Problem to work on:
Search the data for the word "below". Reproduce every line where it is found.

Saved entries

.....

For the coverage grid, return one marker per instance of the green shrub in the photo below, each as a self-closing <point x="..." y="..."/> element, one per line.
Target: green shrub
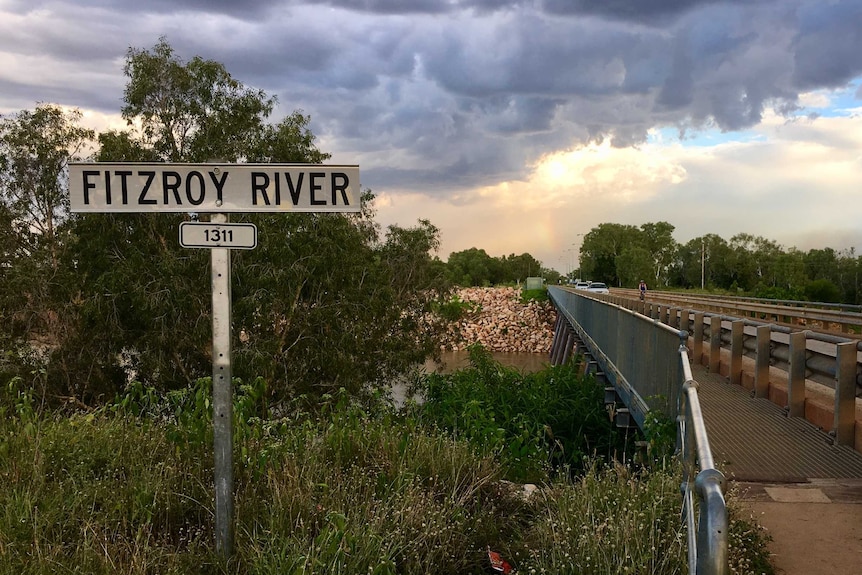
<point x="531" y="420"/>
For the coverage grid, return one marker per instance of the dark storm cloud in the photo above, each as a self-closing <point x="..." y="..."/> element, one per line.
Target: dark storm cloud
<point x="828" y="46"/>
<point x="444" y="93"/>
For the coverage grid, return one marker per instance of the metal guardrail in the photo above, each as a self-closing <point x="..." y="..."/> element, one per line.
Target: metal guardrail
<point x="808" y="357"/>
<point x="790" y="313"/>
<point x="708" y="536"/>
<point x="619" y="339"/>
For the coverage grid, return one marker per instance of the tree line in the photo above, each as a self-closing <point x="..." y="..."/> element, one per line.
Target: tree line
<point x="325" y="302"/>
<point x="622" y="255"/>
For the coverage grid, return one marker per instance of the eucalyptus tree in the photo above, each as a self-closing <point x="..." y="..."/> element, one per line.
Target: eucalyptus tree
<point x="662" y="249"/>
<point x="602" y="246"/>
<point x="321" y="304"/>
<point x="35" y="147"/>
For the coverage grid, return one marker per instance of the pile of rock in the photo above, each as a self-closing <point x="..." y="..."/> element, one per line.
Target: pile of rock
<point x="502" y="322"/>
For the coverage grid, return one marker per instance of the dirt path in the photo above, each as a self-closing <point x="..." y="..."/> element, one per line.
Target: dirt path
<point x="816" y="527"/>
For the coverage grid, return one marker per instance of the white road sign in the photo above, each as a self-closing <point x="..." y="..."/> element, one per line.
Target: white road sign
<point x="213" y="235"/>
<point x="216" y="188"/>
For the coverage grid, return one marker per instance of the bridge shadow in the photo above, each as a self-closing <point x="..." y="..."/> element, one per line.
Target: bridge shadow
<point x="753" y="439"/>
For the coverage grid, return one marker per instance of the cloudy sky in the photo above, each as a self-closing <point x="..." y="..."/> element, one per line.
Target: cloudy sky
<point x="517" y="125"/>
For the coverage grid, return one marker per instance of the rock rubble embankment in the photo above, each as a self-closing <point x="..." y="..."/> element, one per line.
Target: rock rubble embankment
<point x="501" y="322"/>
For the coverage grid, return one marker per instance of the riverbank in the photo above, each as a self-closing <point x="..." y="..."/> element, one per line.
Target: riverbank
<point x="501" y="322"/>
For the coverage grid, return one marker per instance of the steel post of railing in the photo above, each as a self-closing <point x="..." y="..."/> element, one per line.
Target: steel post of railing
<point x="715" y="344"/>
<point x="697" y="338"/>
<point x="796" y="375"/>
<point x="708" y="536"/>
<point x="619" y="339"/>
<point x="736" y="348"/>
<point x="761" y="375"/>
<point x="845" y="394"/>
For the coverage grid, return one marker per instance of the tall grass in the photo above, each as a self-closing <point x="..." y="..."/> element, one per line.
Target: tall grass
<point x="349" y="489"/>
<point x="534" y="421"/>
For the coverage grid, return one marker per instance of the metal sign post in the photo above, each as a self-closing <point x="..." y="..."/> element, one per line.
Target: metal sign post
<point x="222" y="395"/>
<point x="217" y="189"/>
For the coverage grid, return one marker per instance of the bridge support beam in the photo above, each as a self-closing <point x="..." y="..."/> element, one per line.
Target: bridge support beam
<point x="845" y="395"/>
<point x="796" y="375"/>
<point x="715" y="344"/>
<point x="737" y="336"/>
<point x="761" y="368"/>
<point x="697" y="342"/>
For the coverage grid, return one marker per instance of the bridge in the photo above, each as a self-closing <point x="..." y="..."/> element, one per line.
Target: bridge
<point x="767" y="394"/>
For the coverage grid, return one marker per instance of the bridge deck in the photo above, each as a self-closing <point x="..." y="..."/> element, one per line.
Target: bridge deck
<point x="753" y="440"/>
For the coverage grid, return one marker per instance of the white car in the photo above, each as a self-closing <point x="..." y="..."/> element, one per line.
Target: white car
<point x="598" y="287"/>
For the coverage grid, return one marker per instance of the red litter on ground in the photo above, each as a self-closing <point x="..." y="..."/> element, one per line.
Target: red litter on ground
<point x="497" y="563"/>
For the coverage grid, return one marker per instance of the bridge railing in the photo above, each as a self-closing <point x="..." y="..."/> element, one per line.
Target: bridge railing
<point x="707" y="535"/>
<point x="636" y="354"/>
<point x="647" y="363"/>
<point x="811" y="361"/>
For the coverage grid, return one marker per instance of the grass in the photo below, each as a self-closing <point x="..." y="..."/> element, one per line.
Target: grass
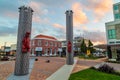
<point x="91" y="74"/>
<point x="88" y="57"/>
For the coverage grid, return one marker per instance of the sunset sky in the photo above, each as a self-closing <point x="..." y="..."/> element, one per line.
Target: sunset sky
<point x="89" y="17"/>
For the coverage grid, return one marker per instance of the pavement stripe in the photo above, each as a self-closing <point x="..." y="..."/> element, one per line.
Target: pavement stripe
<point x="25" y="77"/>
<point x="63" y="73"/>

.....

Written reply:
For the coverage grid, return one marker per instance of the green shrub in the photo below, each as a self-closing <point x="..." y="..."/> element, one per line.
For the coverage grid, return one marker per instance of the grass in the photo below, each as a self-closing <point x="..." y="..."/> element, one per line.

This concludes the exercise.